What you have to do:
Retype exactly the lines that run from the line with "For every instance of the small white" to the final line of the entries, keeping both ends and nothing else.
>> start
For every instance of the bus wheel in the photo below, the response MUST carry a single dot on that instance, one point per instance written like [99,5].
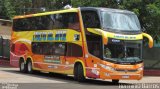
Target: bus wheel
[29,67]
[22,66]
[115,81]
[80,73]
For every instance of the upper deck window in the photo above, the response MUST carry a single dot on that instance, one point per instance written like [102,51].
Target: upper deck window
[47,22]
[90,19]
[120,21]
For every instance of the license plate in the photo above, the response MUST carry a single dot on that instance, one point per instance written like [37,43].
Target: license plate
[125,76]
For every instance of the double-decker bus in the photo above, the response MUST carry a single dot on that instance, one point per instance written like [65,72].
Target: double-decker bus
[86,42]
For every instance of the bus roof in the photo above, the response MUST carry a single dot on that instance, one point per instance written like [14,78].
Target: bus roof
[106,9]
[47,13]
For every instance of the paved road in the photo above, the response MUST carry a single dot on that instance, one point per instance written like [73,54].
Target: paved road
[11,78]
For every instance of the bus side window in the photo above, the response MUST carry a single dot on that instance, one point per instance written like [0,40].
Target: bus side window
[74,50]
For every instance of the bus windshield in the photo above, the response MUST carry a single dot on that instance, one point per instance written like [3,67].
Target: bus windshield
[127,52]
[120,21]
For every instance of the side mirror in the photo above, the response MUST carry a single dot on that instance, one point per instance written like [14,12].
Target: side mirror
[143,29]
[149,38]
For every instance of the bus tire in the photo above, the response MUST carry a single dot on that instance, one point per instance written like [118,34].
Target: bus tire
[80,73]
[22,66]
[29,67]
[115,81]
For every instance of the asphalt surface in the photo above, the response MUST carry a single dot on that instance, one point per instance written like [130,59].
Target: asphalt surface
[11,78]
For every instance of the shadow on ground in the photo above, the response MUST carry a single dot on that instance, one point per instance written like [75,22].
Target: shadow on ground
[65,78]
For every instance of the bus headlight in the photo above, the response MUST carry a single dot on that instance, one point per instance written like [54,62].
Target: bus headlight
[106,67]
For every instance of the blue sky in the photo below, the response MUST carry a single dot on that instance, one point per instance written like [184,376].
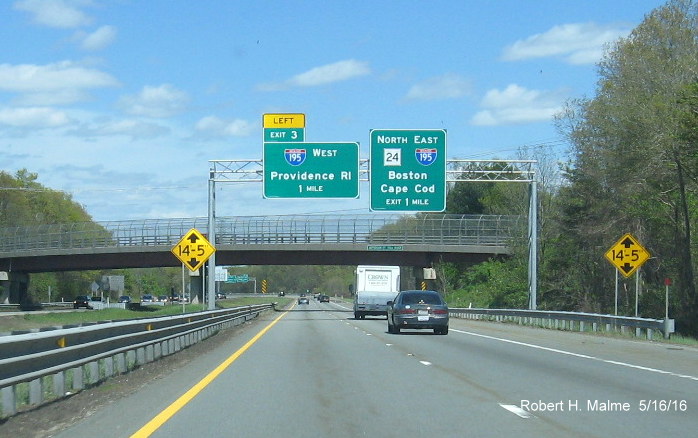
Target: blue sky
[122,103]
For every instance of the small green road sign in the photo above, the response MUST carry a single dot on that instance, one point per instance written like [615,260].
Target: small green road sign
[311,170]
[283,128]
[408,169]
[284,135]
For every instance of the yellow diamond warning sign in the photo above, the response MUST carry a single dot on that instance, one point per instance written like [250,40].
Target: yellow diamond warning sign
[193,249]
[627,255]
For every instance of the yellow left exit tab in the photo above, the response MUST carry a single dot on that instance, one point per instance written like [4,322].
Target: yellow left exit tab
[283,121]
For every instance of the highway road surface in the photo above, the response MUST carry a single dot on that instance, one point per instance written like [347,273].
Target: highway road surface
[315,371]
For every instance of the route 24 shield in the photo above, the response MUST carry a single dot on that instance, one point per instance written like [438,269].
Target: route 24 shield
[424,156]
[294,157]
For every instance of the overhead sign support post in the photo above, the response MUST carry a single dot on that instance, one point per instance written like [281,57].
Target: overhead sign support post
[211,279]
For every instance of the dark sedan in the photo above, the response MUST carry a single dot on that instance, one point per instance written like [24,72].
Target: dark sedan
[418,309]
[82,301]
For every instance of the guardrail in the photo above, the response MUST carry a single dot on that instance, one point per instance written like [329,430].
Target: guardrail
[36,367]
[573,321]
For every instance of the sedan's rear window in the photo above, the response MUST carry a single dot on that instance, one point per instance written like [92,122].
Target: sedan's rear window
[421,298]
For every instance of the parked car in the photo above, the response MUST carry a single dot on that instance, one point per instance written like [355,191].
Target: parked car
[418,309]
[82,301]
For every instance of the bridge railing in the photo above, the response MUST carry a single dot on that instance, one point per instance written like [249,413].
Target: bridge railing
[436,229]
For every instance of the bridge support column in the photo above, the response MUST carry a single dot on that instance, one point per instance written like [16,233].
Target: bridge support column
[15,289]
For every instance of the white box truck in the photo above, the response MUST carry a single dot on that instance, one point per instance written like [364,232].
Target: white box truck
[375,286]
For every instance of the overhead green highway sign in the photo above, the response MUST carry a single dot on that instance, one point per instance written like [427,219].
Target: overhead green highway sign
[408,169]
[311,170]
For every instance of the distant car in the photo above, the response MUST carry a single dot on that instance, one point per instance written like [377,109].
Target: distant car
[418,309]
[82,301]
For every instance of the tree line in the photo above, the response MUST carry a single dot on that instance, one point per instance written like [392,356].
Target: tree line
[632,167]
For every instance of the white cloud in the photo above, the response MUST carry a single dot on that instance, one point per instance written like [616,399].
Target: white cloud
[98,39]
[447,86]
[162,101]
[61,82]
[212,126]
[516,104]
[326,74]
[56,13]
[578,43]
[136,129]
[33,117]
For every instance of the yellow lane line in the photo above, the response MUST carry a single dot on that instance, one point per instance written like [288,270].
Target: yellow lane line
[178,404]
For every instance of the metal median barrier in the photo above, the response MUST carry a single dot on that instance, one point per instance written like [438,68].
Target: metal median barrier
[573,321]
[49,364]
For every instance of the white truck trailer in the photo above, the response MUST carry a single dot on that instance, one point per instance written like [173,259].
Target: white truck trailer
[375,286]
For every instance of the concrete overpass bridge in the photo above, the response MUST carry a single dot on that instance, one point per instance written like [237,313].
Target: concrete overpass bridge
[262,240]
[387,239]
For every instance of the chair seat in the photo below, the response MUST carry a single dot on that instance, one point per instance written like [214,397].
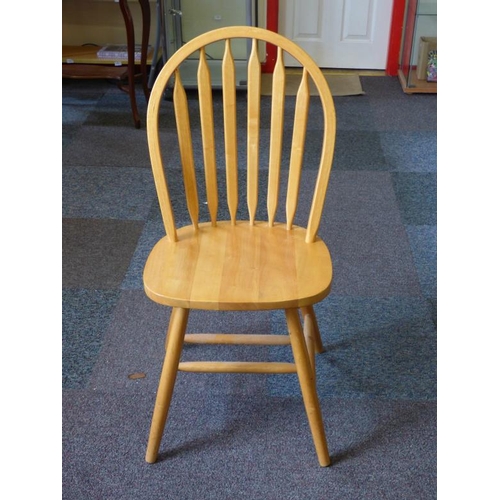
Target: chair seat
[235,267]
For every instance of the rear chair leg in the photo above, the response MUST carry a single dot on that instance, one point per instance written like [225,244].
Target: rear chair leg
[175,341]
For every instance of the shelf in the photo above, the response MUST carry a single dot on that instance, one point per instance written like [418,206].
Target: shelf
[87,54]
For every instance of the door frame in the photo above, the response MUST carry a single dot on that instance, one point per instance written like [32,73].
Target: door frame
[392,65]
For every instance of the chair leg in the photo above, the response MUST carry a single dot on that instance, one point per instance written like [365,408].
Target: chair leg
[307,385]
[318,344]
[175,340]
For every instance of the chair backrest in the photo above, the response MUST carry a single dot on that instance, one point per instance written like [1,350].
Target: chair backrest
[197,48]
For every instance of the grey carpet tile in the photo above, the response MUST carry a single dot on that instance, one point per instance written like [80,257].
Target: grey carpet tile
[85,317]
[412,113]
[354,113]
[98,146]
[115,109]
[370,259]
[215,449]
[107,192]
[374,348]
[423,243]
[153,231]
[358,150]
[97,252]
[410,151]
[417,197]
[360,197]
[134,343]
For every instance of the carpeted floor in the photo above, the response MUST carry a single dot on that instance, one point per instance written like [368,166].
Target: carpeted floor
[246,436]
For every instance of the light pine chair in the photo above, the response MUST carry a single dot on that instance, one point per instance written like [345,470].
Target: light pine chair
[240,265]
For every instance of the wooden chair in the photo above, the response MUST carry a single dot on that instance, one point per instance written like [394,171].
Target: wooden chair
[240,265]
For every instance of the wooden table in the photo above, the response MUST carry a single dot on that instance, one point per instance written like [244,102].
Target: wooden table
[81,62]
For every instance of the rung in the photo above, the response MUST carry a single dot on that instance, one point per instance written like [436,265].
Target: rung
[233,338]
[236,367]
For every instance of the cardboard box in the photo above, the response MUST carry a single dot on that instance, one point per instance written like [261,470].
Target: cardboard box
[426,45]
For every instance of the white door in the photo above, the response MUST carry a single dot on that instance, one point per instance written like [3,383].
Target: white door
[339,33]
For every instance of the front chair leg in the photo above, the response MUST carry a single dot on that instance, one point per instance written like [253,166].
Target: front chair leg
[175,341]
[307,385]
[318,344]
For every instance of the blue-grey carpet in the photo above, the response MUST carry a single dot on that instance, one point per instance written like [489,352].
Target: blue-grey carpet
[246,436]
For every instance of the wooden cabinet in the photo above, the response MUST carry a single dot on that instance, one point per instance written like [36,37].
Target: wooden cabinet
[90,24]
[419,26]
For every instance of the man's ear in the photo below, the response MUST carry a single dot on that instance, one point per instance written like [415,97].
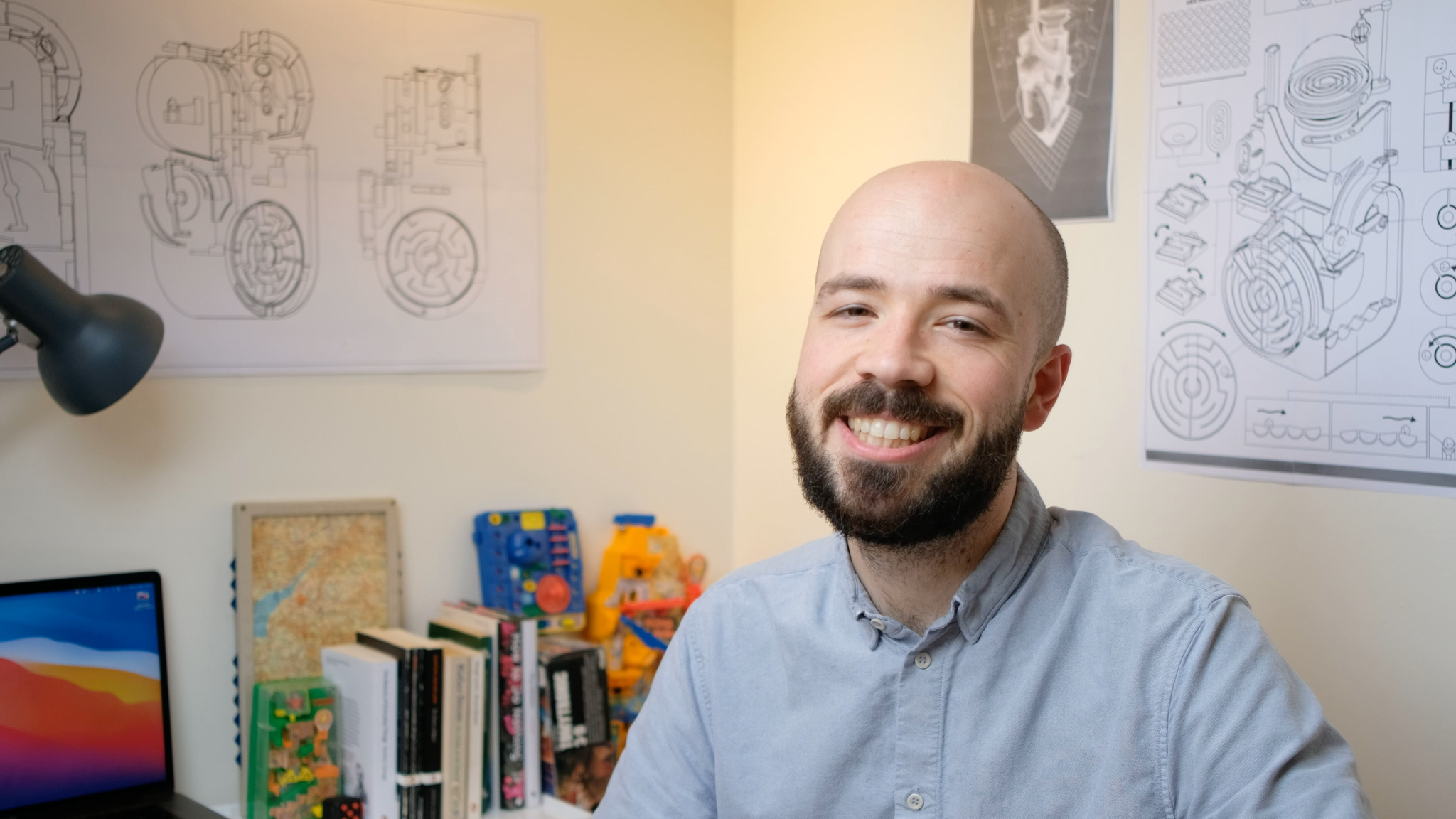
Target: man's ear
[1046,387]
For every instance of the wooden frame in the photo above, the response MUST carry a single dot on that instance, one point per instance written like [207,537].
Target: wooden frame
[245,519]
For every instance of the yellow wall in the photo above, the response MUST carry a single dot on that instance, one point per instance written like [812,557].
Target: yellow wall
[678,132]
[631,414]
[1354,588]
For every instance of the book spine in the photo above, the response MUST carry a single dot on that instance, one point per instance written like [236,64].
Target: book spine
[511,784]
[475,738]
[405,734]
[385,788]
[533,722]
[491,784]
[453,735]
[432,722]
[550,742]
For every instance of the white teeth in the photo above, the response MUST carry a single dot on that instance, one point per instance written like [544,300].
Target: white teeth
[890,434]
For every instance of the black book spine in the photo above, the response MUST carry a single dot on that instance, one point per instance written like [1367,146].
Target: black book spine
[432,716]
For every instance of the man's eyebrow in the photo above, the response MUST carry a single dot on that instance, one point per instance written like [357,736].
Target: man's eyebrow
[840,283]
[973,296]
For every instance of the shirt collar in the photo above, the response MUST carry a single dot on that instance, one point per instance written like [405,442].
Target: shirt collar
[983,592]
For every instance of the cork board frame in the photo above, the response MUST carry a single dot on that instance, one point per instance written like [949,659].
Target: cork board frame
[338,556]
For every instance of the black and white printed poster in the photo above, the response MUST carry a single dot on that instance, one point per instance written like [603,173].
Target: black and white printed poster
[1042,91]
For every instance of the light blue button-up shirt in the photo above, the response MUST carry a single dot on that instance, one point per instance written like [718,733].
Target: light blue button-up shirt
[1075,675]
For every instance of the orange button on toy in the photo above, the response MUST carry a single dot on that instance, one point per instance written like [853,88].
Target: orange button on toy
[552,594]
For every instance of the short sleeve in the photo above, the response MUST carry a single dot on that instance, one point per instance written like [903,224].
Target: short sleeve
[1247,737]
[668,766]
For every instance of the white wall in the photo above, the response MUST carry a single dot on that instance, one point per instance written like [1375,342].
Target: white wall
[1354,588]
[631,414]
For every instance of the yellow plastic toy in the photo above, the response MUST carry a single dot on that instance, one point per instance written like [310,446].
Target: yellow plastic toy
[626,570]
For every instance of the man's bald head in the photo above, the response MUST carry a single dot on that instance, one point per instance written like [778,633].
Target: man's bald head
[963,203]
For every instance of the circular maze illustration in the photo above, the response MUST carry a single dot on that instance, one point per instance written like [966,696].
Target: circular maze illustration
[432,264]
[265,258]
[1439,286]
[1267,291]
[1439,218]
[1193,387]
[1438,355]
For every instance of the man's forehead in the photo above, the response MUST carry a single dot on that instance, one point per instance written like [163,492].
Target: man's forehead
[907,254]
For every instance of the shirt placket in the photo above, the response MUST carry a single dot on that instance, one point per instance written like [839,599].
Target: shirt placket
[919,724]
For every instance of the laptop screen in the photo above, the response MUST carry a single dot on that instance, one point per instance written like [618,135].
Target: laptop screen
[80,692]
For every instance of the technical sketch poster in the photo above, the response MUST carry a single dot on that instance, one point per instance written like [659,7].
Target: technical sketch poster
[336,186]
[1043,101]
[1302,241]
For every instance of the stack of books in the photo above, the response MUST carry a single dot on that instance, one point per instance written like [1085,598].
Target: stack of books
[450,724]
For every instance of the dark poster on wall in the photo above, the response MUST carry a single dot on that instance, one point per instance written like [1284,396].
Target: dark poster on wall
[1042,91]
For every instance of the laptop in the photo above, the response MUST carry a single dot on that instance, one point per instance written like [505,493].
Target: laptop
[85,726]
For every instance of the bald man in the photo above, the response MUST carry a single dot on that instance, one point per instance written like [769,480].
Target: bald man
[958,648]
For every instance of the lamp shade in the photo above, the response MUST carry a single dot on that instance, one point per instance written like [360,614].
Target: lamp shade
[92,348]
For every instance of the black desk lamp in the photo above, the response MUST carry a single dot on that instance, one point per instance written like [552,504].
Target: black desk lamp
[91,348]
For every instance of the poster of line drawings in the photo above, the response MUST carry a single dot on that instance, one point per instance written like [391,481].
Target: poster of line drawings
[1043,101]
[338,186]
[1302,242]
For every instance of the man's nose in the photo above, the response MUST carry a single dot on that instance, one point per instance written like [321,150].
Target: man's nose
[896,356]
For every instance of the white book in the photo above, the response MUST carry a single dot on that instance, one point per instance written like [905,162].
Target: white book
[476,707]
[369,692]
[455,723]
[490,769]
[476,761]
[533,720]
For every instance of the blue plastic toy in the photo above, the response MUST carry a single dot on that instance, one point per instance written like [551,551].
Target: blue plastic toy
[530,566]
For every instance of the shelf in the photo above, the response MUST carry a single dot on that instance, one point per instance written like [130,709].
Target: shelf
[550,809]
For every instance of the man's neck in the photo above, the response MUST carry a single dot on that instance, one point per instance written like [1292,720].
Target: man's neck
[916,585]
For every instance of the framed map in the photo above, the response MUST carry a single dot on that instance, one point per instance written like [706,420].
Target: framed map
[309,574]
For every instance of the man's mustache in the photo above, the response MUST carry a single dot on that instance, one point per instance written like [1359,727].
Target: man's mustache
[869,398]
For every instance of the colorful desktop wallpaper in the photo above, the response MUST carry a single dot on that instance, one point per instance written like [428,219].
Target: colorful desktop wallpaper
[80,694]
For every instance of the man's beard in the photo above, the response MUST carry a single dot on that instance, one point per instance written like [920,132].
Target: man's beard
[890,505]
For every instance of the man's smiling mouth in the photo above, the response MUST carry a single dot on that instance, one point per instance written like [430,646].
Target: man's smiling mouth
[887,433]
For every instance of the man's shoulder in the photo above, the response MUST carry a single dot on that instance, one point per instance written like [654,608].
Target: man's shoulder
[794,572]
[814,556]
[1094,547]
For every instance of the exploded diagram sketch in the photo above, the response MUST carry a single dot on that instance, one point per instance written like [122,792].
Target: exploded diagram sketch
[232,208]
[422,218]
[323,187]
[43,159]
[1299,316]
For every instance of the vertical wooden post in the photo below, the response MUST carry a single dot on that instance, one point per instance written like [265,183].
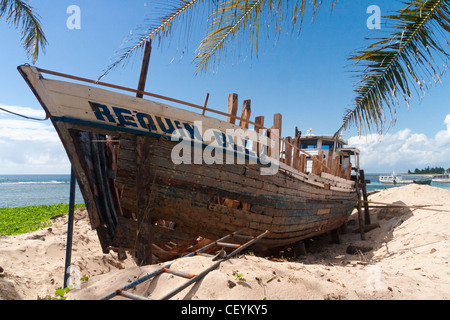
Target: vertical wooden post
[246,112]
[144,68]
[296,155]
[205,104]
[360,215]
[365,198]
[277,123]
[288,151]
[70,227]
[232,107]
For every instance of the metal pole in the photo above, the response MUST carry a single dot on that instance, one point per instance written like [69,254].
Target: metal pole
[70,227]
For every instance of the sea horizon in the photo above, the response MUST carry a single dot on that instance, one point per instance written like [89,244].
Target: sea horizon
[22,190]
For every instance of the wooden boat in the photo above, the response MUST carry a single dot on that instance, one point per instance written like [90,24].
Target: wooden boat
[121,149]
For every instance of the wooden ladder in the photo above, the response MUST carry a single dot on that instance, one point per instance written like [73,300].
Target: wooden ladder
[191,278]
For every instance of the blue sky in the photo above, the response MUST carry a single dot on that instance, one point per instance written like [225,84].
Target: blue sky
[304,77]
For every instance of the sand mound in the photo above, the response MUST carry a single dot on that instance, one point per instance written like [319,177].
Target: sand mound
[407,258]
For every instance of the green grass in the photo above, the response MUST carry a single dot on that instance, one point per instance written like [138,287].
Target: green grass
[21,220]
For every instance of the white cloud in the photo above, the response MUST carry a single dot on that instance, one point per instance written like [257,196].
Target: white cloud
[403,150]
[29,112]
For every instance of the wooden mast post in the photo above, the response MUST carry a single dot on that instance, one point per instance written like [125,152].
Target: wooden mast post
[144,237]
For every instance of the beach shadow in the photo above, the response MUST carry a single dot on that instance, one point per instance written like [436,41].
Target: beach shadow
[324,249]
[8,290]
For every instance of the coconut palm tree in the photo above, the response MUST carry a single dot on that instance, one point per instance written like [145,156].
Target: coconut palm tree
[229,22]
[20,14]
[389,67]
[412,57]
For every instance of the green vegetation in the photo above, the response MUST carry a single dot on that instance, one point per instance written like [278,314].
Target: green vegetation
[20,220]
[428,170]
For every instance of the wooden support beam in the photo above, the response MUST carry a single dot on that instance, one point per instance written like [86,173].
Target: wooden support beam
[365,198]
[232,108]
[288,151]
[259,125]
[277,123]
[205,104]
[144,69]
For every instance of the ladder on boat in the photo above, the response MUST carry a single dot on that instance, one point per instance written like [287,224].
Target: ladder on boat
[191,278]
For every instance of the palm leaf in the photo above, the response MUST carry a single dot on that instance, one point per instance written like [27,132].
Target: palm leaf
[21,15]
[229,18]
[173,12]
[247,18]
[392,66]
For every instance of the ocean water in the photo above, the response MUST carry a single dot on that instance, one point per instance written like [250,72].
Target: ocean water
[32,190]
[376,185]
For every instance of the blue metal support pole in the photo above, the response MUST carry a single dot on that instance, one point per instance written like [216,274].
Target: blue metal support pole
[70,227]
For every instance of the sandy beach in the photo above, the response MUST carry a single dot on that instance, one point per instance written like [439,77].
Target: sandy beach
[407,257]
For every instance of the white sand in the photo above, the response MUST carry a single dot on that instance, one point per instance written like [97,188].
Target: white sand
[411,261]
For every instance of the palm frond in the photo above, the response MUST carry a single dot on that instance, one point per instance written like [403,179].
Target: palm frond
[174,11]
[21,15]
[395,66]
[229,17]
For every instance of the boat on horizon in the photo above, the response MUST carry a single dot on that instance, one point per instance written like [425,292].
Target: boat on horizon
[142,201]
[394,179]
[444,178]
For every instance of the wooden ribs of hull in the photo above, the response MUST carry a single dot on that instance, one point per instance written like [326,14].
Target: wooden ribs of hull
[196,198]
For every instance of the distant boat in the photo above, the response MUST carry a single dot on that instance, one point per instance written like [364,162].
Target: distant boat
[422,181]
[394,179]
[444,178]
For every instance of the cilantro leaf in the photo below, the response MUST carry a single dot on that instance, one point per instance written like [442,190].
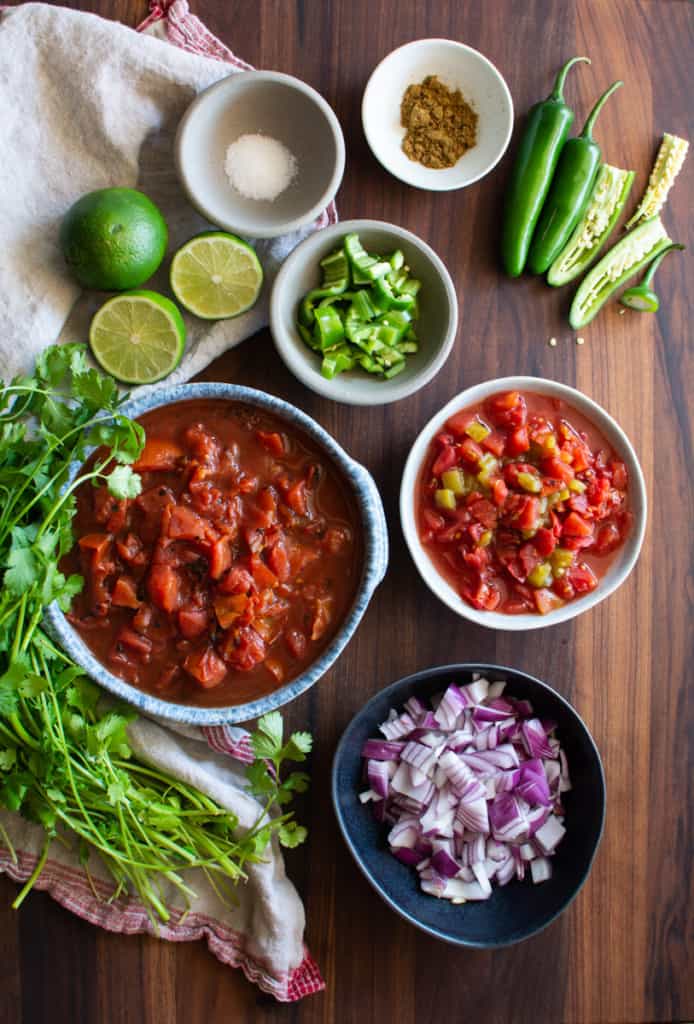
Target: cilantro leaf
[32,685]
[122,482]
[299,745]
[95,390]
[266,741]
[291,835]
[22,569]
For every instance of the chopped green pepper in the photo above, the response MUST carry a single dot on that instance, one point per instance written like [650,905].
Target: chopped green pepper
[540,576]
[362,313]
[560,559]
[444,499]
[453,479]
[329,328]
[530,482]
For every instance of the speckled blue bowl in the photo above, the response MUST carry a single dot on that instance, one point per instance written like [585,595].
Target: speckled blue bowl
[375,563]
[519,909]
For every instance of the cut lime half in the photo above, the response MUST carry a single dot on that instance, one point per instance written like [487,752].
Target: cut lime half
[138,338]
[216,275]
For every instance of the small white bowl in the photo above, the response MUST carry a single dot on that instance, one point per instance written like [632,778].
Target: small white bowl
[626,555]
[273,104]
[436,326]
[459,67]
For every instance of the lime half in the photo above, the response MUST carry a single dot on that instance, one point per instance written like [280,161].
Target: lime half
[216,275]
[138,338]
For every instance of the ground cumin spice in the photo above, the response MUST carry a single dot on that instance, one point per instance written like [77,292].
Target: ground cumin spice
[440,124]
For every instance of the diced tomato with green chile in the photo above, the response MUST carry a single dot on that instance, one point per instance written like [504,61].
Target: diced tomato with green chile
[233,566]
[538,524]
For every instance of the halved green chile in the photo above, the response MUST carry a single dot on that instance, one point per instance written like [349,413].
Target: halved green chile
[642,297]
[634,251]
[546,130]
[569,194]
[607,201]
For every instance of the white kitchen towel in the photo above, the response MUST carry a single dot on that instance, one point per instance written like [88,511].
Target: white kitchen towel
[86,103]
[89,103]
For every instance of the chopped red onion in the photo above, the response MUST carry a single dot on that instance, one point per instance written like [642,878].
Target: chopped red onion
[540,869]
[379,776]
[471,788]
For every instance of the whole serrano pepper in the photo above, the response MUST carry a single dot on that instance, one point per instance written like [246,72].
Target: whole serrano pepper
[546,130]
[571,187]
>> end
Worked solution:
For every instance of the small white bowl in the photo above, the response MUST carry a single dot on that instance, one point per instance written like [632,778].
Target: small white bowl
[626,555]
[273,104]
[436,326]
[459,67]
For every instance of the lime half in the photo above, the response MUST carry a single dot on that instance, one point per instance written like [280,161].
Target: lime half
[216,275]
[138,338]
For every instance of the ground cumin spice in the photo above, the response MUST carry a single dot on that instance, one point per instance written like [77,292].
Target: ground cumin spice
[440,124]
For every instance of the diced tomato with green chile in the photo above, the response MUST carry a single dot on that instance, one point per instance written like [504,61].
Target: diced tomato with green chile
[233,566]
[538,524]
For every instance of the halved green chile in the photo above, the response MUST carry a single dot on that instance, one point per instance written like [349,413].
Target: halved green chile
[642,297]
[634,251]
[546,130]
[569,194]
[607,201]
For every instance of the white kitchen towel in the photo above, the response MUST carry a single dot on that instance, one point per instance written like [88,511].
Target: white kitchen towel
[86,103]
[89,103]
For every instance of the chopped red onion in the photo above, the response MUST carry a single dot on that instance, one point per instance written like [642,878].
Target: chopped red onion
[540,869]
[379,776]
[471,788]
For every instance of the whole serrano pepper in the photo above, the response MUST carry a single dot on that instance, one point per instance written like [246,72].
Target: whole serrano pepper
[546,130]
[571,187]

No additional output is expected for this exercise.